How did you and Mark Brady come to do a monthly strip for Ferment magazine?

Mark and I had finished our first bit of collaboration – tactile medieval battlefield workplace silliness in Medieval Times – and were considering a few things for our next project. I’d been getting Beer52 boxes for a few months and noticed the comic they had going in Ferment had dropped out the magazine. I thought we could have a lot of fun with it and I do like the challenge of a short gag strip, so we worked up some strips for a speculative pop at it. Unexpectedly enough, we were successful!

Do you guys get much feedback on the strip from readers?

Not a thing! It’s kind of crazy to think that given the membership of Beer52 and the number of people receiving Ferment magazine we must have somewhere between one and two hundred thousand people at least giving the strip a cursory glance once a month. Far, far more than has read any of our other small press work. But no, not a word either way. It’s cool though, we are stoic in the face of ambivalence.

Are there any particular strips that are favourites or felt like some sort of breakthrough?

I wouldn’t say breakthrough, as the groove and working pattern we found from the get go has served us really well and we haven’t had to modify it. But I have loads of favourite strips, and what’s fun is to link back to older strips and characters and expand the secret internal mythology of Ales that only Mark and I care about. To pick a favourite off the top of my head, maybe the Pilsner Pickelhuabe one as it’s a bit of classic Ales escalation and exactly the kind of thing Mark does an outstanding job on.

Any chance we’ll see a collected edition of these strips in the future? 

I’m pulling that together, albeit in a stop-start manner for what seems like forever!

Do you and Mark have any other projects on the go, together or separately?

If I get an Ales collection complete in some shape or form it would be lovely to go back to Trapped!, our dungeon crawling fantasy comic.

Finally, if you had to be any X-Men character who would it be and why is it Gambit?

Covid brought about significant changes to th’ way we live, and some of them have been difficult for ol’ Remy LeBeau. Jus’ one example is the ubiquity of de contactless payment. One day Gambit is taking an X-Jet through McDonalds drive through (de McRib is back). Garçon leans out wit’ the payment machine an’ the Cajun reaches for th’ Mastercard. But den de muscle memory kicks in – first we charge de card MWAAAAP – an’ den we flicks it through the window. Bang. Limbs an’ blood an’ broken glass… that boy is dead. Maybe others. Next ting we know, de Cajun is on th’ run an’ de Professor is screaming in his head “GAMBIT, RETURN TO DE MANSION! REMY, YOU HAV’ TO FACE DE JUSTICE!”. An’ no McRib. So what I’m sayin’ homme, is dat Gambit is tryin’ to be a better man in a complex an’ ever-changing world.
....................
## [About this task]
According to the interview, what was the first collaboration between the interviewee and Mark Brady? Please answer from the interview alone.

## [Excerpted records]
....................
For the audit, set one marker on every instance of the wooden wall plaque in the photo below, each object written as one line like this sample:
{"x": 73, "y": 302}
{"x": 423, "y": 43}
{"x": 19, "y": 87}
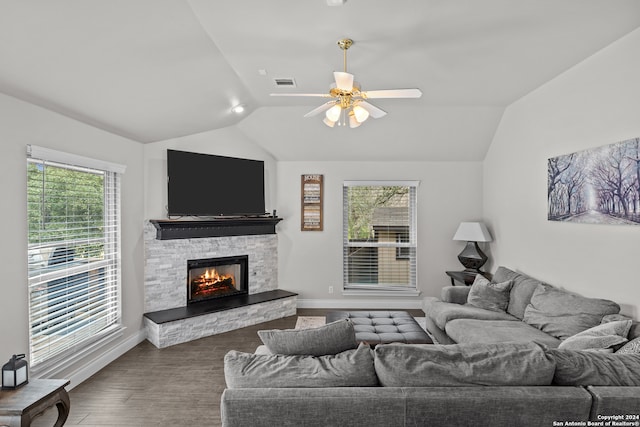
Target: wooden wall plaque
{"x": 311, "y": 202}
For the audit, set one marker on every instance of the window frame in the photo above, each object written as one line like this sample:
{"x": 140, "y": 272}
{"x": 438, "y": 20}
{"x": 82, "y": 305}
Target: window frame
{"x": 48, "y": 362}
{"x": 401, "y": 248}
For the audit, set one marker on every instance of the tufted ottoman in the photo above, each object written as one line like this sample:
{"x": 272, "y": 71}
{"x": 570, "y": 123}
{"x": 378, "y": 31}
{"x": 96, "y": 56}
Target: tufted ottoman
{"x": 376, "y": 327}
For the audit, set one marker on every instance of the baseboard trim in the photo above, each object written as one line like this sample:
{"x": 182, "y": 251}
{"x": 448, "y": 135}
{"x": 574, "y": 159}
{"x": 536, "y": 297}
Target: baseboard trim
{"x": 361, "y": 303}
{"x": 103, "y": 360}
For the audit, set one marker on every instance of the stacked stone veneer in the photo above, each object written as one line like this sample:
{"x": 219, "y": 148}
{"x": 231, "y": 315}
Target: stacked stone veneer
{"x": 165, "y": 284}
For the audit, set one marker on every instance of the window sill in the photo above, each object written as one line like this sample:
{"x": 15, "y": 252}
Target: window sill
{"x": 55, "y": 365}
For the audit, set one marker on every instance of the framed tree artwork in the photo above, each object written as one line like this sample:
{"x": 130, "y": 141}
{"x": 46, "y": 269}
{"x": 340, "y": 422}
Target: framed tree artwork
{"x": 596, "y": 186}
{"x": 311, "y": 186}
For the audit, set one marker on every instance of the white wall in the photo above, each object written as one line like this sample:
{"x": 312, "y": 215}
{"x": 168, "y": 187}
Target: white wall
{"x": 21, "y": 124}
{"x": 593, "y": 104}
{"x": 311, "y": 261}
{"x": 224, "y": 142}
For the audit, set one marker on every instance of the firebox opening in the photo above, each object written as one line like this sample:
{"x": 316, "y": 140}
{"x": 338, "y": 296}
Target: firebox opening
{"x": 216, "y": 278}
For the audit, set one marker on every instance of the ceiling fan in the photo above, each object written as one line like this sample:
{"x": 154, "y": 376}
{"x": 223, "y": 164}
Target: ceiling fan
{"x": 348, "y": 102}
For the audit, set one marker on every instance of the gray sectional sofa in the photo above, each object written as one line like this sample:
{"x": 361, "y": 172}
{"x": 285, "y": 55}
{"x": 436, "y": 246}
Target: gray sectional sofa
{"x": 505, "y": 371}
{"x": 535, "y": 311}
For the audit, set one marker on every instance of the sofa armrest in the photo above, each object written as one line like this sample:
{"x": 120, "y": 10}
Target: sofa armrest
{"x": 455, "y": 294}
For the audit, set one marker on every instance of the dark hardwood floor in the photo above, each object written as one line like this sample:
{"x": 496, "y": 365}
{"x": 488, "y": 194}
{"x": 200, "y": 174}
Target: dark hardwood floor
{"x": 175, "y": 386}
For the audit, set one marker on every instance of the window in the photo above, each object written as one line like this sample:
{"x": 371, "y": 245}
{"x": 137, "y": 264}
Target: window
{"x": 379, "y": 235}
{"x": 73, "y": 209}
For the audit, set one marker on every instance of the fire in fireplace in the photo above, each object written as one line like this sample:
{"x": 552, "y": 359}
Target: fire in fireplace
{"x": 216, "y": 278}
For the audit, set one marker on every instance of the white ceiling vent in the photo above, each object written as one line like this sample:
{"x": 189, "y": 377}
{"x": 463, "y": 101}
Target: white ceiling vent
{"x": 285, "y": 82}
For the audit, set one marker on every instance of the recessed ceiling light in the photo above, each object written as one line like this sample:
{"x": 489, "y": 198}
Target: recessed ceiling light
{"x": 238, "y": 109}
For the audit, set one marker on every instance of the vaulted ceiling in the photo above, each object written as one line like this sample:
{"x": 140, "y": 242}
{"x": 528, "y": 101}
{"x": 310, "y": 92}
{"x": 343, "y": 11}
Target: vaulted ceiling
{"x": 152, "y": 70}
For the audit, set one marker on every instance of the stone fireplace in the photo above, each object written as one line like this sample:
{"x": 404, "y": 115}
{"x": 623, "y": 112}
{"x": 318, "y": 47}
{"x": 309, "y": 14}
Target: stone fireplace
{"x": 255, "y": 298}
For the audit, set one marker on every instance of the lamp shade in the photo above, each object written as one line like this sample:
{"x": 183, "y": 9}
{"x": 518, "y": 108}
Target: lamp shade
{"x": 472, "y": 232}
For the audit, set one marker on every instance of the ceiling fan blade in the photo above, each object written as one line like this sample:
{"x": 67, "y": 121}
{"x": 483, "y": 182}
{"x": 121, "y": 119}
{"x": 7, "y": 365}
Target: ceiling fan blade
{"x": 392, "y": 93}
{"x": 320, "y": 109}
{"x": 321, "y": 95}
{"x": 374, "y": 111}
{"x": 344, "y": 81}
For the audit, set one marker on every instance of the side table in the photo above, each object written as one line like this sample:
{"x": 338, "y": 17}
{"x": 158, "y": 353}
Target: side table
{"x": 19, "y": 407}
{"x": 465, "y": 278}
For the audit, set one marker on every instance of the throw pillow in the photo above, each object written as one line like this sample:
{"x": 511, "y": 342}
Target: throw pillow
{"x": 521, "y": 292}
{"x": 584, "y": 368}
{"x": 489, "y": 296}
{"x": 351, "y": 368}
{"x": 632, "y": 347}
{"x": 599, "y": 337}
{"x": 332, "y": 338}
{"x": 562, "y": 314}
{"x": 500, "y": 364}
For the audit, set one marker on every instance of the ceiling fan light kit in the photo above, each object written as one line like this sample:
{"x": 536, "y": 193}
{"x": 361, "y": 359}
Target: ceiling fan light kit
{"x": 348, "y": 104}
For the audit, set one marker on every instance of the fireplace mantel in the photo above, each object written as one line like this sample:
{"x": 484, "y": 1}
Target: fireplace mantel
{"x": 167, "y": 229}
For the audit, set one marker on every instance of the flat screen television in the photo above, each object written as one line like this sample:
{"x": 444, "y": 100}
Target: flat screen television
{"x": 210, "y": 185}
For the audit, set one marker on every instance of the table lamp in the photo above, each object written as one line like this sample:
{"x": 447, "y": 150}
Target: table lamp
{"x": 471, "y": 257}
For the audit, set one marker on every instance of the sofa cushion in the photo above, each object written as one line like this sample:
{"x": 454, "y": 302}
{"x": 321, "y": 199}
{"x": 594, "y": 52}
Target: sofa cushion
{"x": 562, "y": 314}
{"x": 521, "y": 291}
{"x": 507, "y": 364}
{"x": 443, "y": 312}
{"x": 332, "y": 338}
{"x": 583, "y": 368}
{"x": 603, "y": 336}
{"x": 489, "y": 295}
{"x": 351, "y": 368}
{"x": 496, "y": 331}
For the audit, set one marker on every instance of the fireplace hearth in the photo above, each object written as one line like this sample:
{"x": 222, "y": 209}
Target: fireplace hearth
{"x": 215, "y": 278}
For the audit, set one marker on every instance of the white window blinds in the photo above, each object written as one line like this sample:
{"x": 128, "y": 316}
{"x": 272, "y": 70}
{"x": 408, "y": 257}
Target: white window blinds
{"x": 73, "y": 209}
{"x": 379, "y": 234}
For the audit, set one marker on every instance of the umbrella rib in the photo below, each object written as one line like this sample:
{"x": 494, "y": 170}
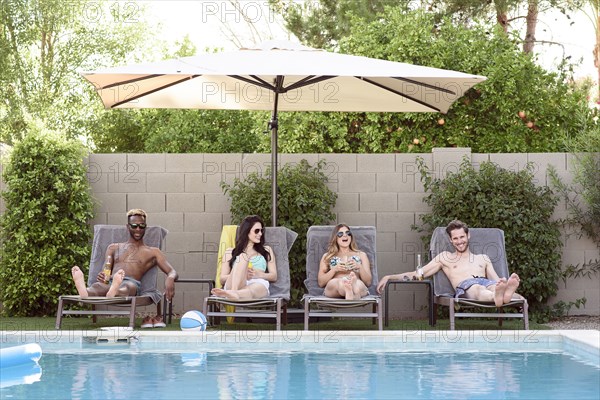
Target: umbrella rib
{"x": 309, "y": 80}
{"x": 399, "y": 93}
{"x": 131, "y": 81}
{"x": 258, "y": 82}
{"x": 439, "y": 89}
{"x": 130, "y": 99}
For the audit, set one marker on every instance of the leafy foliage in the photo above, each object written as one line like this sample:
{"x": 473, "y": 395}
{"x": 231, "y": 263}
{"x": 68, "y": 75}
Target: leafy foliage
{"x": 498, "y": 198}
{"x": 486, "y": 119}
{"x": 304, "y": 199}
{"x": 45, "y": 43}
{"x": 44, "y": 229}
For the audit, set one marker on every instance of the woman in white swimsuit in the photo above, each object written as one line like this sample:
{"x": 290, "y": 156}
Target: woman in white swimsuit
{"x": 344, "y": 271}
{"x": 248, "y": 268}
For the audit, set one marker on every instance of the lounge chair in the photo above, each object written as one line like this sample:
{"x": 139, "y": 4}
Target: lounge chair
{"x": 489, "y": 241}
{"x": 318, "y": 305}
{"x": 104, "y": 235}
{"x": 275, "y": 305}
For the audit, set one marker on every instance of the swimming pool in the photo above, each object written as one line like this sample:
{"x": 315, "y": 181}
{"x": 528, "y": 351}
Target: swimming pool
{"x": 315, "y": 364}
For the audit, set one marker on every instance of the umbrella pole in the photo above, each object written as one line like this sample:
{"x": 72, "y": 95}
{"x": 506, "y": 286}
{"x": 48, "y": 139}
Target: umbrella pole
{"x": 274, "y": 125}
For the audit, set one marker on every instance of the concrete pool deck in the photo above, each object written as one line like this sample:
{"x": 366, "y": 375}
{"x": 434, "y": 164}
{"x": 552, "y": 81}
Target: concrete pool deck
{"x": 579, "y": 341}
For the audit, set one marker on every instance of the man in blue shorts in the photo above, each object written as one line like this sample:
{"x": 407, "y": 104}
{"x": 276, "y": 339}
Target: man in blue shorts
{"x": 472, "y": 275}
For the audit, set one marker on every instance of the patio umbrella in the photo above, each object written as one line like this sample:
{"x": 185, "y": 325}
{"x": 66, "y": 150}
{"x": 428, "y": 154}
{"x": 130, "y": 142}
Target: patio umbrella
{"x": 281, "y": 76}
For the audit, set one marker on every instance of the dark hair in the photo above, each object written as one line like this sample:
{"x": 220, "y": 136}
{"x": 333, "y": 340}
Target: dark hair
{"x": 241, "y": 240}
{"x": 456, "y": 224}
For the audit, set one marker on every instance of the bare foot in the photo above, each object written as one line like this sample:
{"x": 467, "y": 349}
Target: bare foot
{"x": 229, "y": 294}
{"x": 117, "y": 280}
{"x": 79, "y": 282}
{"x": 499, "y": 292}
{"x": 511, "y": 287}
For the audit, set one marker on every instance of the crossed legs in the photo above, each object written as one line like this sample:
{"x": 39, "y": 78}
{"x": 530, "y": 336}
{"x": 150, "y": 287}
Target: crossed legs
{"x": 348, "y": 287}
{"x": 117, "y": 287}
{"x": 500, "y": 293}
{"x": 236, "y": 288}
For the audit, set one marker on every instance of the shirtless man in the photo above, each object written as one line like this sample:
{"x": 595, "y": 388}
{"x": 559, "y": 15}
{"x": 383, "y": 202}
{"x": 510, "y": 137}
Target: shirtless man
{"x": 472, "y": 275}
{"x": 131, "y": 260}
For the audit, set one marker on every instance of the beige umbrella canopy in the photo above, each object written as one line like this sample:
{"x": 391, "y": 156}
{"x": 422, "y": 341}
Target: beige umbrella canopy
{"x": 281, "y": 76}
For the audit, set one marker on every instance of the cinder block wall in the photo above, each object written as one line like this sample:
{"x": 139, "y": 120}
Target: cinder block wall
{"x": 182, "y": 193}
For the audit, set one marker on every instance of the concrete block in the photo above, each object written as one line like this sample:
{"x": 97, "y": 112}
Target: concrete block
{"x": 394, "y": 221}
{"x": 357, "y": 182}
{"x": 406, "y": 166}
{"x": 149, "y": 202}
{"x": 202, "y": 222}
{"x": 511, "y": 162}
{"x": 376, "y": 162}
{"x": 189, "y": 162}
{"x": 165, "y": 182}
{"x": 395, "y": 182}
{"x": 541, "y": 162}
{"x": 185, "y": 202}
{"x": 478, "y": 158}
{"x": 574, "y": 243}
{"x": 119, "y": 218}
{"x": 109, "y": 163}
{"x": 201, "y": 265}
{"x": 412, "y": 202}
{"x": 400, "y": 300}
{"x": 98, "y": 182}
{"x": 357, "y": 219}
{"x": 183, "y": 242}
{"x": 111, "y": 202}
{"x": 378, "y": 201}
{"x": 171, "y": 221}
{"x": 337, "y": 163}
{"x": 176, "y": 261}
{"x": 388, "y": 263}
{"x": 216, "y": 203}
{"x": 146, "y": 162}
{"x": 386, "y": 241}
{"x": 346, "y": 202}
{"x": 223, "y": 166}
{"x": 127, "y": 183}
{"x": 448, "y": 160}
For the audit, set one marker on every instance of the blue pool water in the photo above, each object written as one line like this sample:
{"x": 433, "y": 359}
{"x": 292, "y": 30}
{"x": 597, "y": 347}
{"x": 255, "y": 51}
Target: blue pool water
{"x": 117, "y": 371}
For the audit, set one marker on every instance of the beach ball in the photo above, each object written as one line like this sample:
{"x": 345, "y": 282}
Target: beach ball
{"x": 193, "y": 321}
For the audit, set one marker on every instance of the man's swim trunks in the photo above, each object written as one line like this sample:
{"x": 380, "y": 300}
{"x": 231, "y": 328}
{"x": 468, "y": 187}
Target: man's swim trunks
{"x": 138, "y": 284}
{"x": 462, "y": 287}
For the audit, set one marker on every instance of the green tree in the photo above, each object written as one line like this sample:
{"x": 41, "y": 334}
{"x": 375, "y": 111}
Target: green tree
{"x": 492, "y": 197}
{"x": 44, "y": 230}
{"x": 487, "y": 118}
{"x": 45, "y": 43}
{"x": 322, "y": 23}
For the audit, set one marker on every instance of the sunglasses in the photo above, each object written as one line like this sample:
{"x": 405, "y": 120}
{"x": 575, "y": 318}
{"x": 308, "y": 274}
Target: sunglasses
{"x": 135, "y": 226}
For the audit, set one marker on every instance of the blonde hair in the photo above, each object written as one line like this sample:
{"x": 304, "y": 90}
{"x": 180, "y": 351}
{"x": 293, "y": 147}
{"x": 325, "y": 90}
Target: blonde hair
{"x": 136, "y": 211}
{"x": 333, "y": 248}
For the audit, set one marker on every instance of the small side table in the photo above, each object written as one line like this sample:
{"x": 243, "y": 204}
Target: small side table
{"x": 427, "y": 282}
{"x": 169, "y": 313}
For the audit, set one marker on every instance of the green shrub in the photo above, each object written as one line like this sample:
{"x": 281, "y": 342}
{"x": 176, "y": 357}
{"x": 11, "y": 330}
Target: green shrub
{"x": 44, "y": 229}
{"x": 498, "y": 198}
{"x": 304, "y": 200}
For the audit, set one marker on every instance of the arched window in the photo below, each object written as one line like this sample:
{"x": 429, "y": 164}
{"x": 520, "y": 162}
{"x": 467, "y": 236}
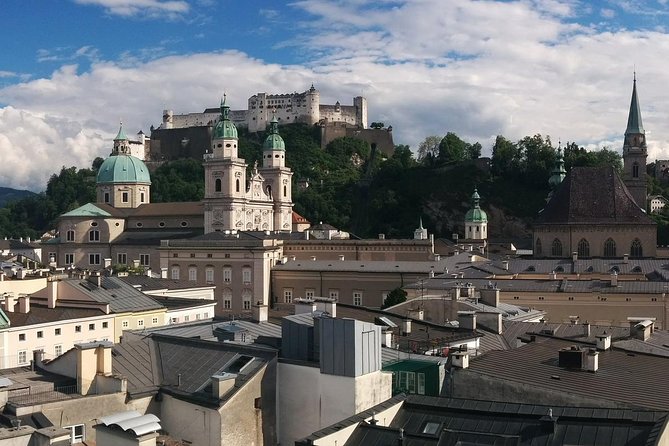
....................
## [Completed exercise]
Medieval Times.